Exercise:
Duplicate the listing word for word, starting at the line that contains "In this exercise you will mark each instance of the beige" and ending at the line that contains "(1044, 713)", with both of those lines included.

Listed entries:
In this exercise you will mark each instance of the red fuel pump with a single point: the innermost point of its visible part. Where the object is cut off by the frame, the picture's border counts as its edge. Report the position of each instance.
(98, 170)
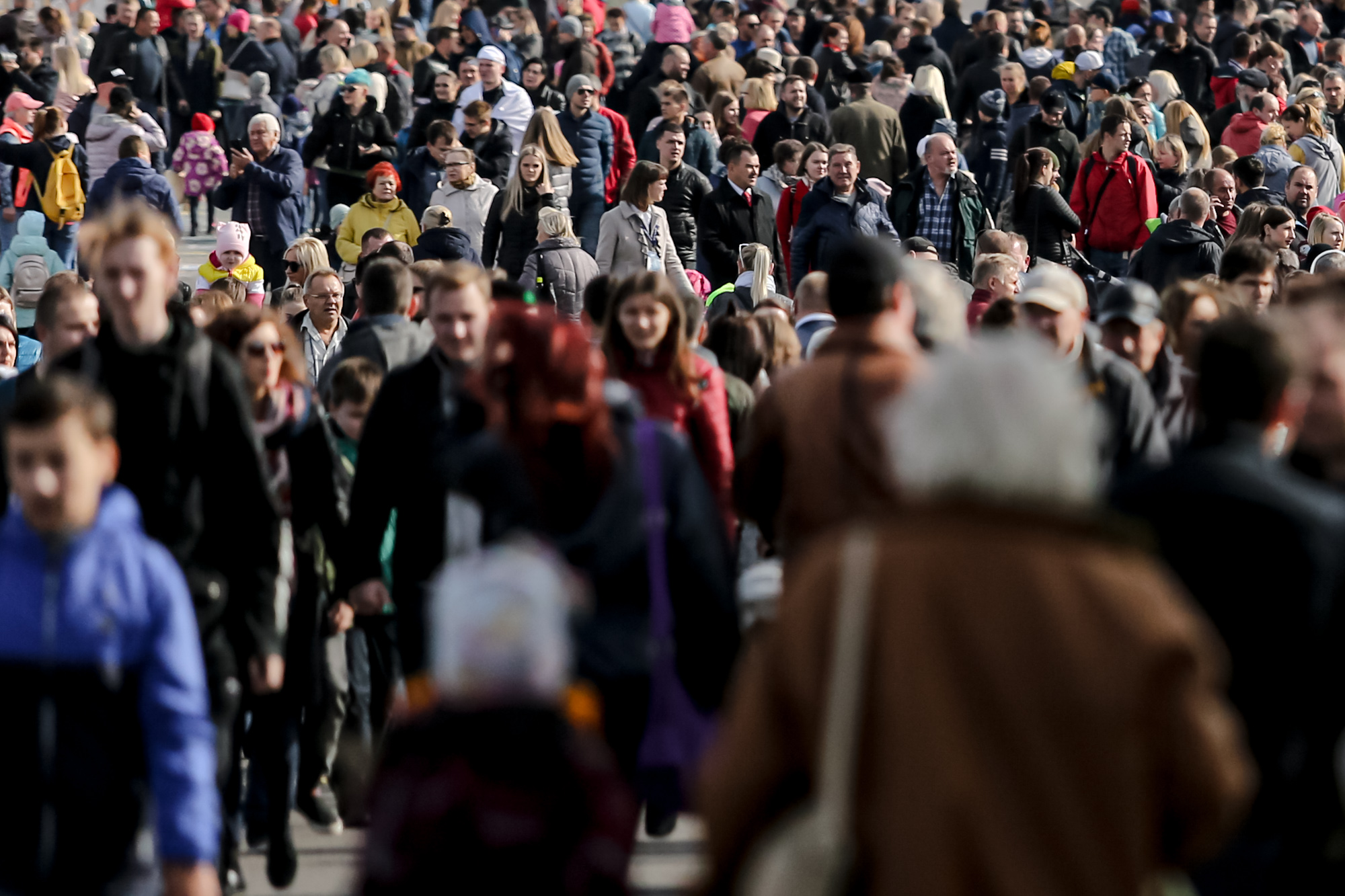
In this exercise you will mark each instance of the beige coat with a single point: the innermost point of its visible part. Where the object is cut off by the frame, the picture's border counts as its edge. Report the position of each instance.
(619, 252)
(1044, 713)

==

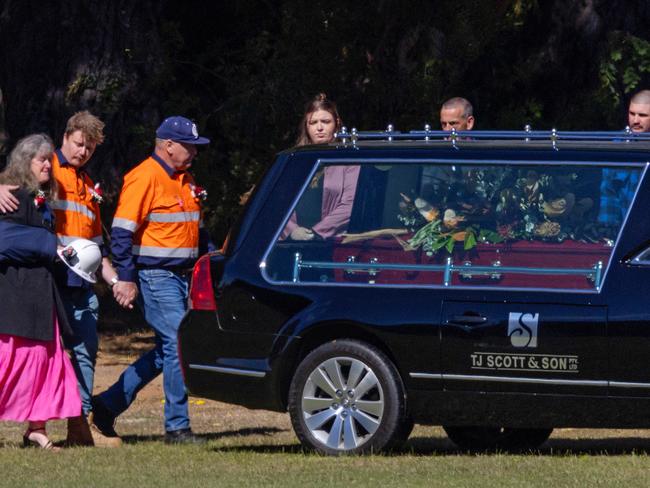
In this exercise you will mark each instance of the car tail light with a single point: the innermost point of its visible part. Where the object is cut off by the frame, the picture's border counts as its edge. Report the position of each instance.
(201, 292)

The output:
In this exercise you will mark each instance of the beige coat with a single point: the innermost point of its visible part. Where the object is cut off by the frame, the picture's border counts as its edge. Report the position of each instance.
(619, 252)
(1044, 713)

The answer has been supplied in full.